## Selection

########################################

Nsight Compute does not detect kernel launches for OpenMP offloaded code

vincent-adam · January 6, 2023, 2:06pm

I am currently working with OpenMP offloading using LLVM/clang-16 (built from github). Using the built-in profiling tools in clang (using environment variables such as LIBOMPTARGET_PROFILE=profile.json and LIBOMPTARGET_INFO) I was able to confirm that my code is executed on my GPU (GTX 1080, CC 6.1) but when I try to profile the code using nvprof or ncu (from the NVIDIA Nsight tool suite) I get an error/warning stating, that the profiler did not detect any kernel launches:

> ncu ./saxpy
Time of kernel: 0.000004
==WARNING== No kernels were profiled.
==WARNING== Profiling kernels launched by child processes requires the --target-processes all option.

This is my test code:

#include <iostream>
#include <omp.h>
#include <cstdlib>

void saxpy(float a, float* x, float* y, int sz) {
	double t = 0.0;
	double tb, te;
	tb = omp_get_wtime();
#pragma omp target teams distribute parallel for map(to:x[0:sz]) map(tofrom:y[0:sz])

########################################

## Exercise aim
List every header file that the test code in the forum post above includes.

## Record excerpts
########################################

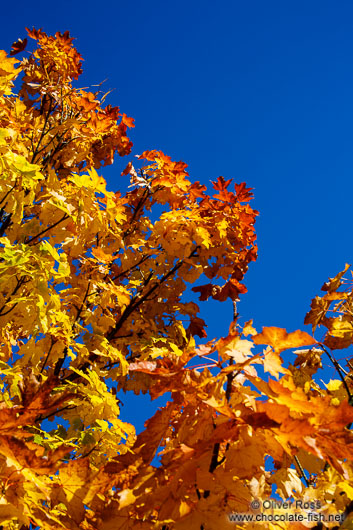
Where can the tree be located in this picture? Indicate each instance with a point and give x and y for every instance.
(94, 301)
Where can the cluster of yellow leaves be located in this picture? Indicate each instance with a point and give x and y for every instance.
(94, 301)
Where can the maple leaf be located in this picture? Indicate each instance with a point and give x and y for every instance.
(18, 46)
(93, 302)
(280, 340)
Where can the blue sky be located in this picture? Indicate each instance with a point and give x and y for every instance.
(258, 91)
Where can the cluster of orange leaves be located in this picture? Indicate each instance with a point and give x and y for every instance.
(94, 302)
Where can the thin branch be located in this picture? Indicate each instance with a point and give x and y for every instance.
(339, 370)
(301, 471)
(64, 217)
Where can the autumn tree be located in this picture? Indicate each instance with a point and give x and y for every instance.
(95, 303)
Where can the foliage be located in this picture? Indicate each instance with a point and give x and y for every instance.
(95, 300)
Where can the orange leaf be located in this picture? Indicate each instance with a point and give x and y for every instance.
(280, 340)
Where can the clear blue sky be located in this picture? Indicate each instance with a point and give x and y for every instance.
(259, 91)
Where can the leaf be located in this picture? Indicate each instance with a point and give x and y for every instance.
(18, 46)
(280, 340)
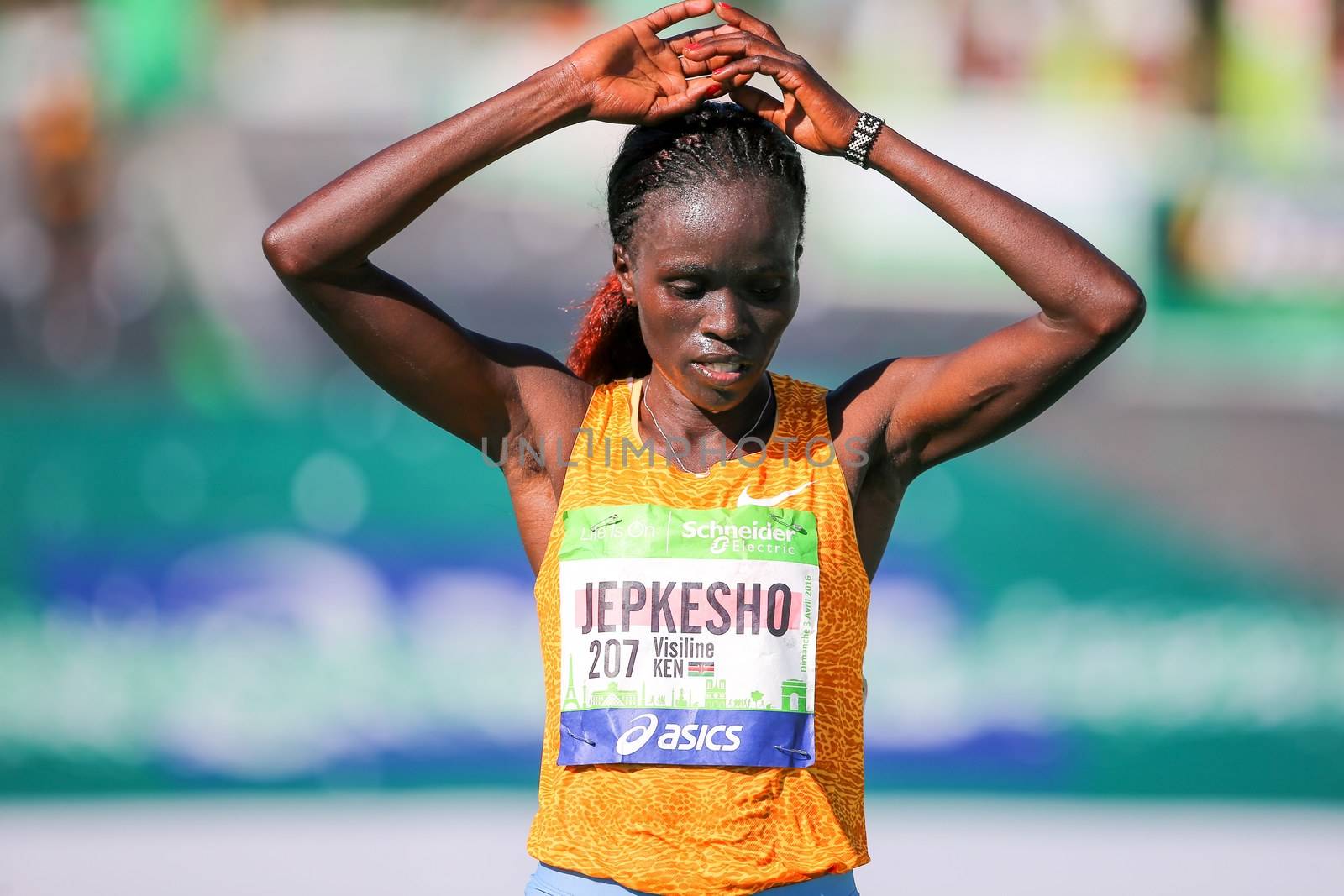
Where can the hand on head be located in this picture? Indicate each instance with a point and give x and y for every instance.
(632, 76)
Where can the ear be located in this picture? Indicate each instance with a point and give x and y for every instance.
(624, 273)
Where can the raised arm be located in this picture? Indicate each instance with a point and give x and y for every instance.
(920, 411)
(474, 385)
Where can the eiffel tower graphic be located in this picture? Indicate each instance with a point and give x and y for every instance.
(571, 701)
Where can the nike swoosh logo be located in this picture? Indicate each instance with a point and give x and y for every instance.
(746, 500)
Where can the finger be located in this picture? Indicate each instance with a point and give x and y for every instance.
(748, 22)
(785, 73)
(759, 102)
(737, 45)
(691, 67)
(678, 42)
(696, 92)
(674, 13)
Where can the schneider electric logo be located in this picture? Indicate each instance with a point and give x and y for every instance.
(690, 736)
(722, 535)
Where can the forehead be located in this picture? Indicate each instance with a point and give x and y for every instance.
(745, 221)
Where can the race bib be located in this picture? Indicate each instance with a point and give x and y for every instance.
(687, 636)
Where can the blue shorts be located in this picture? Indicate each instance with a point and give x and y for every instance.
(549, 880)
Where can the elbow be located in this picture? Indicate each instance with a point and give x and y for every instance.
(1120, 311)
(280, 253)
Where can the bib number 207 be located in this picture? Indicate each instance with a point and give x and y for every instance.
(609, 656)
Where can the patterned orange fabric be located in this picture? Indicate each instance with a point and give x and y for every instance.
(696, 831)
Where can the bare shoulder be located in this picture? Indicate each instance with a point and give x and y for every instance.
(553, 403)
(860, 416)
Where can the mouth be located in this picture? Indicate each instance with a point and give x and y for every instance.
(722, 369)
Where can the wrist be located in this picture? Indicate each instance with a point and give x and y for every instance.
(564, 92)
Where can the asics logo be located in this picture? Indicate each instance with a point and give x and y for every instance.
(638, 734)
(691, 736)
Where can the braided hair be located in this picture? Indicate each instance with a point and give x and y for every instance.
(718, 141)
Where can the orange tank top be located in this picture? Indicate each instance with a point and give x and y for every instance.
(702, 641)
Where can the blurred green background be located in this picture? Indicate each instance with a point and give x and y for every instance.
(233, 564)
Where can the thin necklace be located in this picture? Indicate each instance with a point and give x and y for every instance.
(644, 401)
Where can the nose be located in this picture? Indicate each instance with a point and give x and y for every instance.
(726, 317)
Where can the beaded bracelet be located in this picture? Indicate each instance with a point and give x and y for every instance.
(862, 140)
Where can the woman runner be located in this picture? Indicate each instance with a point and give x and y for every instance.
(703, 530)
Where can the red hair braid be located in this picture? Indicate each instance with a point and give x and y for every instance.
(608, 344)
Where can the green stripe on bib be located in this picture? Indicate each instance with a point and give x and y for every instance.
(658, 531)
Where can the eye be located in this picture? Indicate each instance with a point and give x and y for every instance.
(687, 288)
(768, 291)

########################################

## Correct response
iostream, omp.h, cstdlib